1. 1966 Continental Ballroom, Santa Clara, CA

 1.50ドル。81/2 - 121/2 とポスターにあるのは、8時半から12時半のことか。ポスターのイラストはアダムズ・ファミリー。


2. 1968 Shrine Exhibition Hall, Los Angeles, CA

 2日連続のランの2日目。カントリー・ジョー&ザ・フィッシュの前座。この日は1時間強やっている。


3. 1969 Fillmore Auditorium, San Francisco, CA

 3日連続のランの最終日。曲数にして全体の約6割、1時間15分が《Dave’s Picks Bonus Disc 2013》でリリースされた。

課題一覧:
A) 上の本文について、次の問いに答えてください。
(i) 1966年のContinental Ballroomでの公演の料金はいくらですか。
(ii) 1968年の公演で、誰の前座を務めましたか。
(iii) 1969年の公演の一部は、何という作品でリリースされましたか。
B) 下のエントリーの先頭から「263 87 305 123」を含む行までを、両端の行も含めて一字一句そのまま書き写してください。

提供資料:
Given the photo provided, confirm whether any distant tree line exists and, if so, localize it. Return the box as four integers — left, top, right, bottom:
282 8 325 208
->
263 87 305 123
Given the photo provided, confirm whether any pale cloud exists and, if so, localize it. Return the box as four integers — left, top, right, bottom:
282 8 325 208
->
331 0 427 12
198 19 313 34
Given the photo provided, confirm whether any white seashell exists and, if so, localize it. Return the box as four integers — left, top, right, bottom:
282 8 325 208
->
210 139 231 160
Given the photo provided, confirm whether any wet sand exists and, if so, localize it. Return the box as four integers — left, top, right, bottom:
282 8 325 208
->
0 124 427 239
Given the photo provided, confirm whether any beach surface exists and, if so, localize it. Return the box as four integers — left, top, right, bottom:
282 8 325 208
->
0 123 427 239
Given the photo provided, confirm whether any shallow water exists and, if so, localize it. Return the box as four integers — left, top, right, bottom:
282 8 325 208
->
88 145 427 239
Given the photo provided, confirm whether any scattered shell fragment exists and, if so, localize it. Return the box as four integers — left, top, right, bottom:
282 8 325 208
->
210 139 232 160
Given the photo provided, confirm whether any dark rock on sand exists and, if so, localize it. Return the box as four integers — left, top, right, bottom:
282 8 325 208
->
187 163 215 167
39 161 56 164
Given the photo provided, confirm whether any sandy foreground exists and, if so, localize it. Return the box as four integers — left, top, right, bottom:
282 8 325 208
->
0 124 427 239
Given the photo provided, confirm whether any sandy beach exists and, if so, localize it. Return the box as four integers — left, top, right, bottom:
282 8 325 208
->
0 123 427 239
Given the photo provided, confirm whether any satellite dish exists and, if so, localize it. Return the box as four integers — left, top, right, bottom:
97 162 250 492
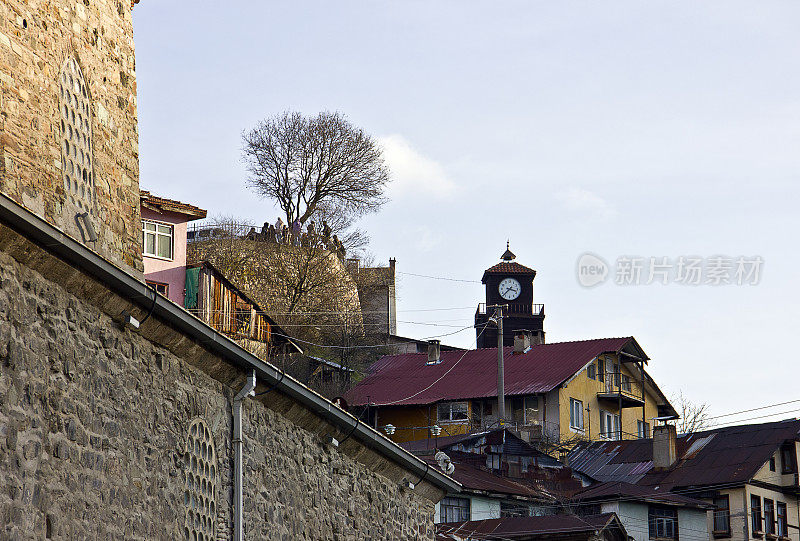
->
433 451 456 475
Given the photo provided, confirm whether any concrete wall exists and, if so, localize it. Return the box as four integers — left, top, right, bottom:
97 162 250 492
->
0 0 142 272
142 208 187 306
0 244 442 540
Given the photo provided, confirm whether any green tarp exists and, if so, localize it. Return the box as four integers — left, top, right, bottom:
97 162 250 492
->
183 267 200 309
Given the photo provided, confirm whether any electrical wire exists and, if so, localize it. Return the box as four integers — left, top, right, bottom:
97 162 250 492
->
706 399 800 421
375 311 497 406
395 271 483 284
712 408 800 428
238 306 475 316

解答:
A)
(i) 1.50ドル
(ii) カントリー・ジョー&ザ・フィッシュ
(iii) 《Dave’s Picks Bonus Disc 2013》

B)
Given the photo provided, confirm whether any distant tree line exists and, if so, localize it. Return the box as four integers — left, top, right, bottom:
282 8 325 208
->
263 87 305 123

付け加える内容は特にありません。